- Pasaje citado -
==================================================
Madrid ¿Cuánto versiones de Lula cohabitan en la piel del presidente brasileño? La pregunta surgió el pasado miércoles, mientras el propio mandatario, hablaba ante la prensa y los ministros españoles en el Palacio de la Moncloa, donde concluyó su reciente gira europea empujando, con más fe que resultados, una gestión de paz para poner fin a la Guerra en Ucrania.
Por lo menos son dos, el Lula que surgen ante los ojos de aquellos que siguen de cerca la actualidad brasileña y su derrotero, desde la pobreza más auténtica hasta el parnaso cada vez más diminuto de los estadistas, donde ocupa un lugar, y el otro, que no cesa en poner a Brasil en el lugar que le corresponde geopolíticamente.
El primero, el presidente por tercera vez que recibió un país diezmado institucionalmente, con una economía estancada y después de seis años de retroceder en lo social. Es el mismo presidente, débil políticamente, al tener que gobernar en minoría, negociando cada una de las leyes y forzado a una gestión, diametralmente diferente a la que había encabezado entre 2003 y 2011.

Este gobierno es una alianza en la que cohabitan socialdemócratas, izquierdistas y liberales, bajo el paraguas de valores democráticos y la defensa de las instituciones, seriamente afectadas durante los cuatro años de bolsonarismo. Después de sortear el conato de golpe de Estado, en las primeras horas de su gobierno, en enero último, Lula y su equipo se dedicaron a acomodar la administración, a reparar lo destruido y reconstituir los programas sociales. O sea, preparándose para cuatro años que no serán para nada fáciles y en los que tendrá que sortear todo tipo de obstáculos, con el arma que el exlíder sindical mejor esgrime: el pragmatismo.
==================================================
Filas de datos de anotación de cajas

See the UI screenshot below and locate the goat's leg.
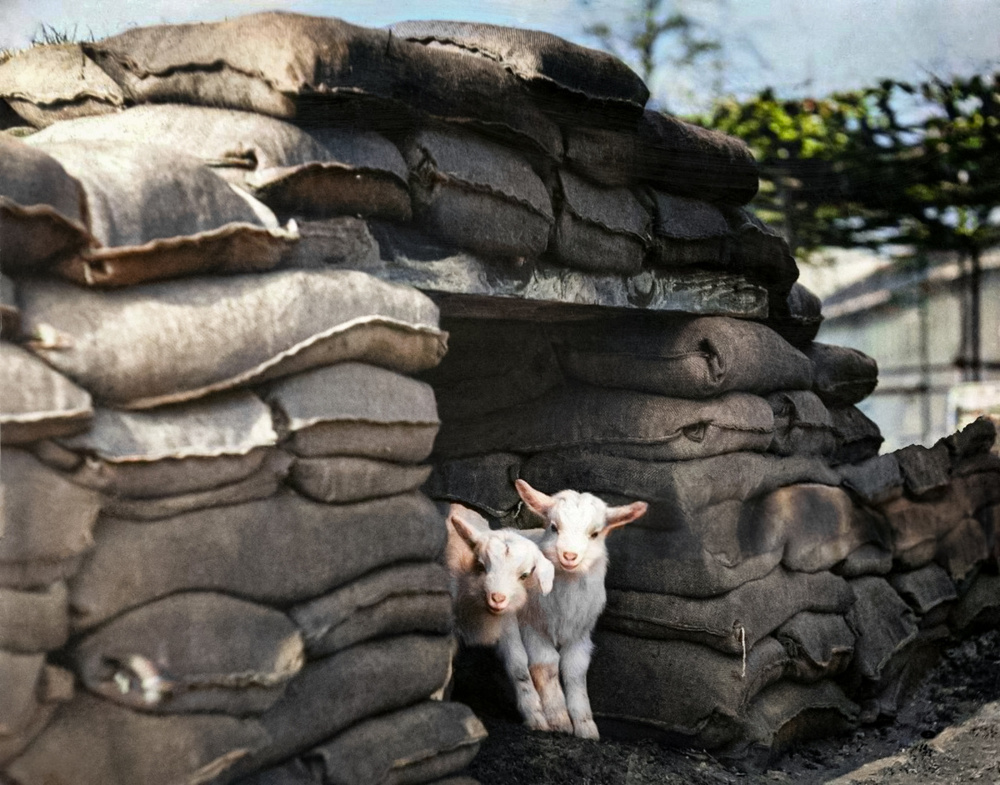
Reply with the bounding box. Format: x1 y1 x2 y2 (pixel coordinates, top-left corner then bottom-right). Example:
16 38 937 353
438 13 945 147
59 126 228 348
521 626 573 733
497 617 549 730
559 635 600 739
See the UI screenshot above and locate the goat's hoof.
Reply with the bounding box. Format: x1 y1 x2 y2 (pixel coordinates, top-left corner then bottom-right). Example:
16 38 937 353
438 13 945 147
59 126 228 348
573 717 601 741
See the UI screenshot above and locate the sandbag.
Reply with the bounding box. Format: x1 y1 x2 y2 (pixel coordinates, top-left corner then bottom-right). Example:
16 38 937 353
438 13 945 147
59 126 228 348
650 190 729 268
33 104 410 221
0 448 100 572
83 12 562 156
0 581 69 654
601 567 854 654
434 384 774 461
0 341 94 445
803 341 878 408
21 270 444 409
423 452 522 518
557 317 812 398
767 390 837 457
306 701 486 785
28 136 298 287
266 362 440 463
239 635 452 772
403 129 555 261
829 406 898 465
0 43 125 128
847 576 918 681
70 592 305 717
288 564 452 658
6 694 268 785
70 493 445 630
774 610 854 682
0 134 97 273
552 171 650 275
588 632 788 749
389 20 649 111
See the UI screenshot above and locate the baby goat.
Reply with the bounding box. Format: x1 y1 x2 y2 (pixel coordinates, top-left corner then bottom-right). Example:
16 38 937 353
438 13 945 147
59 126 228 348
499 480 648 739
445 504 555 646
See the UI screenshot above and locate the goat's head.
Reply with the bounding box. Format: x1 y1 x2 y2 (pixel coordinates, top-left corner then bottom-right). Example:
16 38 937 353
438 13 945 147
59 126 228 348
448 504 555 615
515 480 648 573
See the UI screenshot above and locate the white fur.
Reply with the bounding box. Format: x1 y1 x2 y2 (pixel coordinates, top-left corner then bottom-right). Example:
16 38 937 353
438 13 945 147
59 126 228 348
445 504 555 646
499 480 647 739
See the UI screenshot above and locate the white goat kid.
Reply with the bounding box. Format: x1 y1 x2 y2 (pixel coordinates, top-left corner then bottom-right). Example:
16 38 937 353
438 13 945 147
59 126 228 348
445 504 555 646
499 480 648 739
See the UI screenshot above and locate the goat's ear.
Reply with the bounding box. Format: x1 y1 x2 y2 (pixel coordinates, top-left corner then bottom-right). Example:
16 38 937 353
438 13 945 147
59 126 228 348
535 553 556 595
604 502 649 529
514 479 556 517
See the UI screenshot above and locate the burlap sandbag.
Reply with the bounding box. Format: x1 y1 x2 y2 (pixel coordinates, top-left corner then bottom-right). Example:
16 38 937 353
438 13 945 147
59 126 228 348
70 493 446 629
0 665 73 771
389 20 649 111
767 281 823 349
588 632 788 749
288 455 431 504
434 384 774 461
0 134 97 273
774 611 854 682
552 171 650 275
28 137 298 287
0 448 100 572
0 43 125 128
21 270 445 409
423 452 522 518
403 129 555 261
6 694 269 785
0 341 94 445
804 342 878 407
650 190 729 268
830 406 884 465
0 581 69 654
305 701 486 785
238 635 452 773
288 563 452 658
70 592 305 717
601 567 854 654
847 576 918 680
767 390 837 457
266 362 440 463
557 317 812 398
83 12 562 155
34 104 410 221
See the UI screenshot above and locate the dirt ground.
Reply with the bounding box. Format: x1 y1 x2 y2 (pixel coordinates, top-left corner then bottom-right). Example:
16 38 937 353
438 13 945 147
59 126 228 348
460 630 1000 785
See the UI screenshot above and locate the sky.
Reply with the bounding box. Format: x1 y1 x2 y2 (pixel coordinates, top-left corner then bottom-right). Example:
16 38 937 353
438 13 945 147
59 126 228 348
0 0 1000 108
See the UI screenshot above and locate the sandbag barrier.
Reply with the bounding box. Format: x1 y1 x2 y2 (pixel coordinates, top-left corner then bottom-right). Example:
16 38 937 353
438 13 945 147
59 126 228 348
422 316 1000 759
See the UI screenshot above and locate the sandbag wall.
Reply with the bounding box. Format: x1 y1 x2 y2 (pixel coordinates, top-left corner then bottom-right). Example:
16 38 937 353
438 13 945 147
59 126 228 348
423 316 1000 755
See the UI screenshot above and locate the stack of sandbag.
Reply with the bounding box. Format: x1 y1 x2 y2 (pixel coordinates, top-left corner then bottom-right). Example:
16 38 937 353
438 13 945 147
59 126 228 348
0 87 485 785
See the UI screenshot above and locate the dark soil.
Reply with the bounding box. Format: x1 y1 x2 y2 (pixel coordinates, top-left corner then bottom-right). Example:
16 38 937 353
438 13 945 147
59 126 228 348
460 630 1000 785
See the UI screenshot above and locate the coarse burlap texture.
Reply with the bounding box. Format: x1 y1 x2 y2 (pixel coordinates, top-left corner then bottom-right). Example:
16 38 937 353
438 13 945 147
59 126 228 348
601 567 854 654
70 493 446 630
33 104 410 221
70 592 305 717
0 43 125 128
403 129 555 261
434 384 774 461
0 134 97 273
288 563 452 658
28 137 298 286
551 170 651 275
0 341 94 445
21 270 445 409
305 701 486 785
266 362 440 463
557 317 812 398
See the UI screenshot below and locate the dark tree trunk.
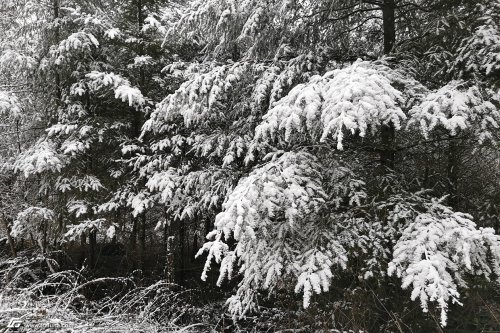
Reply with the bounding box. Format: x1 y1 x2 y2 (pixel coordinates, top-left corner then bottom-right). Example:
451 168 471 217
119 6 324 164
0 216 17 258
89 230 97 268
380 0 396 170
446 137 459 209
139 213 146 270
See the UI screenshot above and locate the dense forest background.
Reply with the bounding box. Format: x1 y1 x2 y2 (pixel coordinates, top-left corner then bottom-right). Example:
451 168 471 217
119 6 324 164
0 0 500 332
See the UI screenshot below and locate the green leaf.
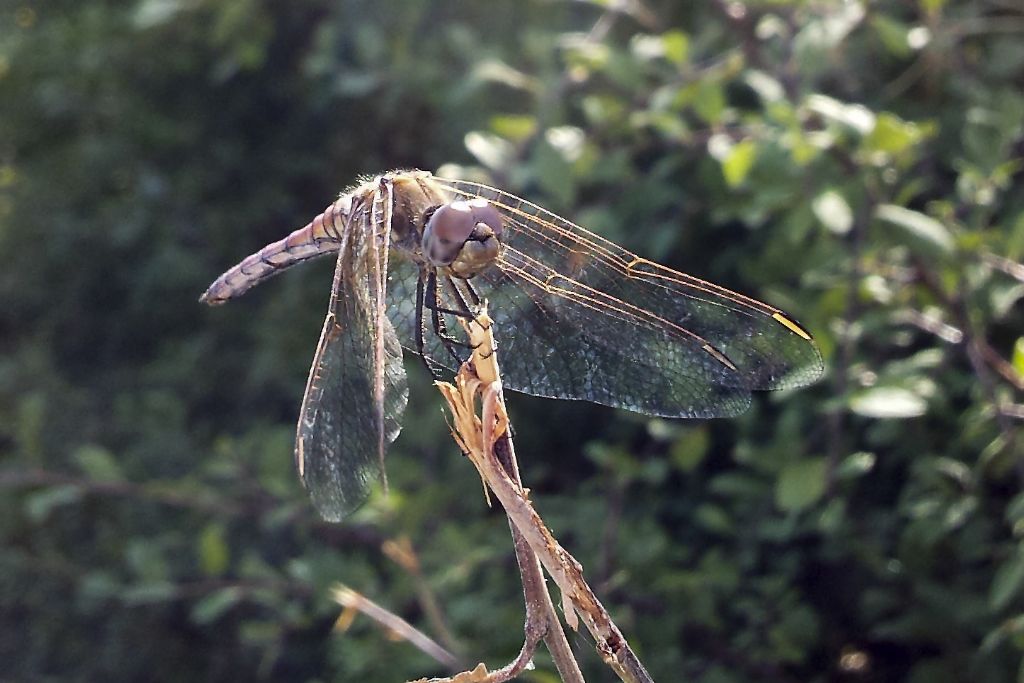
==================================================
Vuelve a escribir sin cambios el fragmento del texto sobre Lula que va entre "Madrid ¿Cuánto versiones" y "le corresponde geopolíticamente.", ambos incluidos.

Madrid ¿Cuánto versiones de Lula cohabitan en la piel del presidente brasileño? La pregunta surgió el pasado miércoles, mientras el propio mandatario, hablaba ante la prensa y los ministros españoles en el Palacio de la Moncloa, donde concluyó su reciente gira europea empujando, con más fe que resultados, una gestión de paz para poner fin a la Guerra en Ucrania.
Por lo menos son dos, el Lula que surgen ante los ojos de aquellos que siguen de cerca la actualidad brasileña y su derrotero, desde la pobreza más auténtica hasta el parnaso cada vez más diminuto de los estadistas, donde ocupa un lugar, y el otro, que no cesa en poner a Brasil en el lugar que le corresponde geopolíticamente.